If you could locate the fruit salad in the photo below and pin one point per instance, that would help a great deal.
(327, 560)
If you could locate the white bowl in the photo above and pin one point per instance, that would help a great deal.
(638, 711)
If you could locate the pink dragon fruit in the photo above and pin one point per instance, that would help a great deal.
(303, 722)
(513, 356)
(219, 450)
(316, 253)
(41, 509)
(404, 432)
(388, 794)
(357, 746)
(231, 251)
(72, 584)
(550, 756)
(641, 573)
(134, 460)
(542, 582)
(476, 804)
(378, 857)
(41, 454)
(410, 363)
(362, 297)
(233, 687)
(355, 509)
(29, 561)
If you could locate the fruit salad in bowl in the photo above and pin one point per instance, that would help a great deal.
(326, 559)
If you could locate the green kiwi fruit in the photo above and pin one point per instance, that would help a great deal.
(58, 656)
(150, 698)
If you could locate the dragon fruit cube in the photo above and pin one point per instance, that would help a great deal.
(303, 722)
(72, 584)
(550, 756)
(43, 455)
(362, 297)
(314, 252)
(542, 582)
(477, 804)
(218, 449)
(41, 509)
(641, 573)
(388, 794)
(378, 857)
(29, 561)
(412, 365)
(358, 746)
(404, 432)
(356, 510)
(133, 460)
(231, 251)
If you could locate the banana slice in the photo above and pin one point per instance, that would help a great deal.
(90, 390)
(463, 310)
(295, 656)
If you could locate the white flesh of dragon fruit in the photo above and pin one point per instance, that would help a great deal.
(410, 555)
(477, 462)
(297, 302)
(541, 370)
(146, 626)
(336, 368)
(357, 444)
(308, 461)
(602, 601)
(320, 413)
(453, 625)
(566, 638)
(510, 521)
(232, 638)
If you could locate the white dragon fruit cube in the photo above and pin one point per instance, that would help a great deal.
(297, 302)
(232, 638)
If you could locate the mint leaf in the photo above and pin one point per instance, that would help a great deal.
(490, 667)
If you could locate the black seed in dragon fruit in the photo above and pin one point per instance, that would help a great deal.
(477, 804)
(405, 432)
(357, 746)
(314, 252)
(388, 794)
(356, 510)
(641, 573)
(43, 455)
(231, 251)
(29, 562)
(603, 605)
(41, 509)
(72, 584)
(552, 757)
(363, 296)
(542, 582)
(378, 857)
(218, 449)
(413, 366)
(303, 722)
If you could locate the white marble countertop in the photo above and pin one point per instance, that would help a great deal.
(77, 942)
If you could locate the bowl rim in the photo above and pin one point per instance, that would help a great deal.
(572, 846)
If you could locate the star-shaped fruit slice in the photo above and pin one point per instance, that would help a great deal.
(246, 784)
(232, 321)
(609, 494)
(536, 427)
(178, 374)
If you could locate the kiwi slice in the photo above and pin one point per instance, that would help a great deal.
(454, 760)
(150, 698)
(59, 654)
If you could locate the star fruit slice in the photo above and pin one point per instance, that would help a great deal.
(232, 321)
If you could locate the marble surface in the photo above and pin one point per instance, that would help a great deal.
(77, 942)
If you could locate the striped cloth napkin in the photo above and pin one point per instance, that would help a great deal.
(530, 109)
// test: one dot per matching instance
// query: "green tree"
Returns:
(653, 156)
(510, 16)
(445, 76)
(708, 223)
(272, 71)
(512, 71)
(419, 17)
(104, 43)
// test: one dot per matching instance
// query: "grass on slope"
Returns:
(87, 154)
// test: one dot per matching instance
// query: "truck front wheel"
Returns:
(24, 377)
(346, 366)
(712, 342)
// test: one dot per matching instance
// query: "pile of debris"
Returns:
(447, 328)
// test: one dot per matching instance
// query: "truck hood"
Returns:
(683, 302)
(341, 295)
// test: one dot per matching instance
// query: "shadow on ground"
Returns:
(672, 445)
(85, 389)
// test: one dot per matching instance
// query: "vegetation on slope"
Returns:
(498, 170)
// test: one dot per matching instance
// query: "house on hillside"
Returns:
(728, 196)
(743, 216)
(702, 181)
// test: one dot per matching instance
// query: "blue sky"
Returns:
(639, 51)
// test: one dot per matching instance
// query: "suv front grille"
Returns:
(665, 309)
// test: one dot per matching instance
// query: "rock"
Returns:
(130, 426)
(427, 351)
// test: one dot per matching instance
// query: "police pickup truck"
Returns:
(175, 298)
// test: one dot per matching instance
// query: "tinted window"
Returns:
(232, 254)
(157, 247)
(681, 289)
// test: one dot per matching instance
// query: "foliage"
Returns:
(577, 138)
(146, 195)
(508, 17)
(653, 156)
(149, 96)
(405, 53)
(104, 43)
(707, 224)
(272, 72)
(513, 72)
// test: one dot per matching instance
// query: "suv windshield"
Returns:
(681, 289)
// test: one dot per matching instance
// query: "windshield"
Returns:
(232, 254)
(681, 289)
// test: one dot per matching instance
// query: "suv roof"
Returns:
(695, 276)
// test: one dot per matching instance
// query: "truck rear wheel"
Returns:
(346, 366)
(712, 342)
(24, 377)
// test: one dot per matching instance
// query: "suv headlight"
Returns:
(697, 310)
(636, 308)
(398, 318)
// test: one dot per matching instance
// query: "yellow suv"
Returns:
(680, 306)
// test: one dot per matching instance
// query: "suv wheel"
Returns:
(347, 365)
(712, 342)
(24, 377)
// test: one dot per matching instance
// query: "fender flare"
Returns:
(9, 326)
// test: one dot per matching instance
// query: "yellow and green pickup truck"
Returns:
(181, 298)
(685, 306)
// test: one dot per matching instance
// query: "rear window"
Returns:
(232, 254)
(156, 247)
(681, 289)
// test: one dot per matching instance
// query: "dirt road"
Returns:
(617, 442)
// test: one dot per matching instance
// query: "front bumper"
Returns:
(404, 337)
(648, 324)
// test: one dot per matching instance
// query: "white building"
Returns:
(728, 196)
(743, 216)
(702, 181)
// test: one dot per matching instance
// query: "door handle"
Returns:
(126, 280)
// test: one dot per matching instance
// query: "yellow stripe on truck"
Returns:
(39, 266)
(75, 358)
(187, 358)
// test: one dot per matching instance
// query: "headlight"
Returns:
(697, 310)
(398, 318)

--

What is being asked: Read through the entries above, and wherever a line holds the string "wheel", copy it.

Answer to this problem:
// query: "truck front wheel"
// query: "truck rear wheel"
// query: "suv wheel"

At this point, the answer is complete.